═══ GIVEN DATA
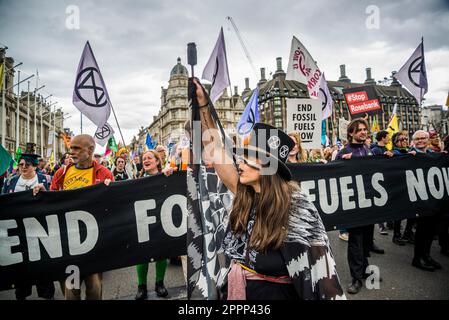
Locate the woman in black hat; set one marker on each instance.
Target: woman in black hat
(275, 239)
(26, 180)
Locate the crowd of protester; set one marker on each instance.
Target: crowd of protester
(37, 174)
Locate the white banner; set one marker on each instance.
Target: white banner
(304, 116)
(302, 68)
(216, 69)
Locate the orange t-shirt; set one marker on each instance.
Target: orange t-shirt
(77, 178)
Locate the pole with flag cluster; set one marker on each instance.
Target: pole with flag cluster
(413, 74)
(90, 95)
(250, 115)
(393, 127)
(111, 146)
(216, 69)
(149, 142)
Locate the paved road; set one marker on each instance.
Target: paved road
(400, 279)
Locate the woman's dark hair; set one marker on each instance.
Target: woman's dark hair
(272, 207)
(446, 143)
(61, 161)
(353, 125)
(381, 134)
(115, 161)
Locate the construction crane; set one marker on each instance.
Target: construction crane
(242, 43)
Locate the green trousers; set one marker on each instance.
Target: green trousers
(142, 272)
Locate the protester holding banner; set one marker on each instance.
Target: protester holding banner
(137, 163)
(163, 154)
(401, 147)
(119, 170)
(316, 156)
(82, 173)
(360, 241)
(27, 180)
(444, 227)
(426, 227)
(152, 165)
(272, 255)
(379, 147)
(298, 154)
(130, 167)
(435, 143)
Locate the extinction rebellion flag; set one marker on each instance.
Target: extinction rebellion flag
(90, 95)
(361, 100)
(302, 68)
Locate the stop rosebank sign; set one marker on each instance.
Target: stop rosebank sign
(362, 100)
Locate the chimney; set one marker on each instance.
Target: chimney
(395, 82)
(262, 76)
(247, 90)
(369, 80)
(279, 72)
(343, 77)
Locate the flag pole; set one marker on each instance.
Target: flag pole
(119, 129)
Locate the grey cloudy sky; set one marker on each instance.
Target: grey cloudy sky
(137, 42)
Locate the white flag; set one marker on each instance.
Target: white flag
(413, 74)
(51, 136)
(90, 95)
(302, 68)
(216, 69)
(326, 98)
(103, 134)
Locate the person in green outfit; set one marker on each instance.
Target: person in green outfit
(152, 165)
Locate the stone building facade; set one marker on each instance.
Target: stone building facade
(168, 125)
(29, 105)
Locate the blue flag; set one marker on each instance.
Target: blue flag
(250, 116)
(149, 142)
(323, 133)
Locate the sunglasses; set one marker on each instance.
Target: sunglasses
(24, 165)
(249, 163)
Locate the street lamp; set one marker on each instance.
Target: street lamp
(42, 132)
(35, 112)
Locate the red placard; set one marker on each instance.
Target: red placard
══════
═══ GIVEN DATA
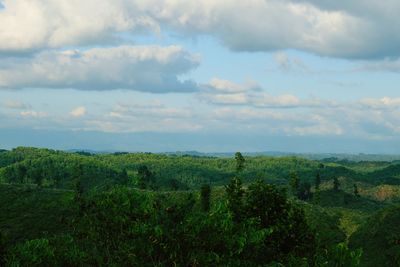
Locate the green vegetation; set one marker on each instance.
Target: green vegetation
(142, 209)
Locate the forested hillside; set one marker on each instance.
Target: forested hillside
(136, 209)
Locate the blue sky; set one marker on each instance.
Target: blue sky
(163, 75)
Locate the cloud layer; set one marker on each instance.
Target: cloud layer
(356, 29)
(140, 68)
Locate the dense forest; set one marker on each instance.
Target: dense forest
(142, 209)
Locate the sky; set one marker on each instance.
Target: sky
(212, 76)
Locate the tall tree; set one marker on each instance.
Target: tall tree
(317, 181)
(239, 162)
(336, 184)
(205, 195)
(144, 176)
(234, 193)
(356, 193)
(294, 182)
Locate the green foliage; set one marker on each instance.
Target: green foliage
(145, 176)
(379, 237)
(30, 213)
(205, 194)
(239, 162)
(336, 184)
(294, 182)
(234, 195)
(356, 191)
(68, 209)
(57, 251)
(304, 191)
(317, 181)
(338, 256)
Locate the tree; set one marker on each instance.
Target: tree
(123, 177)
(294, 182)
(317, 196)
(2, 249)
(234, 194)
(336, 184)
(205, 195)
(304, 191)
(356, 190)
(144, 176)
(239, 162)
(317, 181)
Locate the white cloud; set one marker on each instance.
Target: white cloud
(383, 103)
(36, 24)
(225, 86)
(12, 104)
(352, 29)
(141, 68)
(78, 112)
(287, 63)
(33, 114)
══════
▶ WHAT IS BEING ASKED:
Return the span of lines in the data above that opens at the line with "Target: dense forest" and closes at the line with "Locate the green foliage;", exactly, ends included, nothing else.

▶ ANSWER TO THIS TASK:
Target: dense forest
(142, 209)
Locate the sky; set one marker on each instance.
Target: sky
(212, 76)
Locate the tall tree; set one marker on each instance.
Target: tall tree
(317, 181)
(239, 162)
(336, 184)
(205, 195)
(144, 176)
(234, 193)
(356, 193)
(294, 182)
Locate the green foliage; set one marker on each instance.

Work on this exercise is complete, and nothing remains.